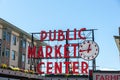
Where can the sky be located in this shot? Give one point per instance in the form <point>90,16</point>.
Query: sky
<point>37,15</point>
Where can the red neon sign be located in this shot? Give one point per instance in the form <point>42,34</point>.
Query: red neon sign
<point>60,36</point>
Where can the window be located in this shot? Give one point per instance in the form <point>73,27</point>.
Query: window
<point>8,37</point>
<point>13,55</point>
<point>3,53</point>
<point>7,53</point>
<point>23,57</point>
<point>24,43</point>
<point>28,61</point>
<point>14,40</point>
<point>4,35</point>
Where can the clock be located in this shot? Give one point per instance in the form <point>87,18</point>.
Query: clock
<point>88,50</point>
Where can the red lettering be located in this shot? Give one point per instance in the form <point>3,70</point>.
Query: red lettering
<point>43,35</point>
<point>31,52</point>
<point>74,46</point>
<point>58,68</point>
<point>75,67</point>
<point>39,68</point>
<point>97,77</point>
<point>66,51</point>
<point>61,36</point>
<point>67,67</point>
<point>75,34</point>
<point>84,67</point>
<point>79,33</point>
<point>68,35</point>
<point>40,52</point>
<point>49,68</point>
<point>54,35</point>
<point>102,77</point>
<point>57,51</point>
<point>48,51</point>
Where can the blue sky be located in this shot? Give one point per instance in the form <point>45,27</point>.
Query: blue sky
<point>37,15</point>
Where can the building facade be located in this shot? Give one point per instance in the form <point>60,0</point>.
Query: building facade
<point>14,44</point>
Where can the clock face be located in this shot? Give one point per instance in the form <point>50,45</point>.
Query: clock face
<point>88,50</point>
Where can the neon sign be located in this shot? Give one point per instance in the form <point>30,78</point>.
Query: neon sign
<point>48,51</point>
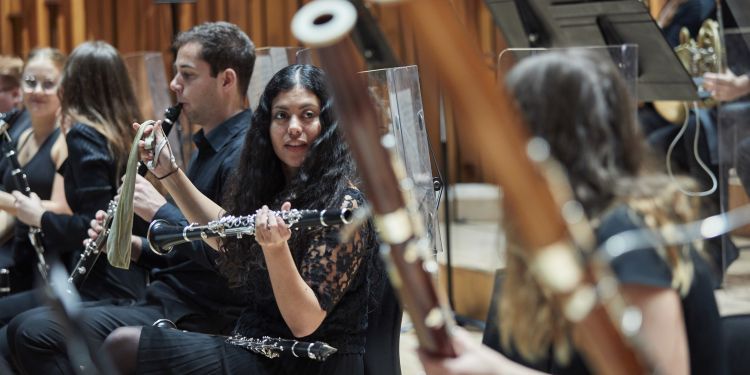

○ ○ ○ ○ ○

* [Problem to solve]: Return, from the material above, every line with the word "this".

* [Task response]:
Where can the sky be located in this shot? Give one point per instance in the form <point>90,16</point>.
Where can the red neon sign be located in this shot? Give one point per instance in the form <point>42,34</point>.
Where can the window be located in this shot? Give one point per instance in the form <point>73,27</point>.
Where can the clock be located in this shot? Give one point per instance in the form <point>87,18</point>.
Where can the red lettering be located in this shot? Give one point per instance in the form <point>3,70</point>.
Where can the blue sky be located in this shot? Give one point per instance in the form <point>45,27</point>.
Where can the building facade be located in this shot? Give one point per instance in the form <point>60,0</point>.
Where can the clock face be located in this shot? Give one point per instance in the form <point>50,45</point>.
Where can the neon sign be located in this shot? Give one point per instance in the form <point>30,78</point>.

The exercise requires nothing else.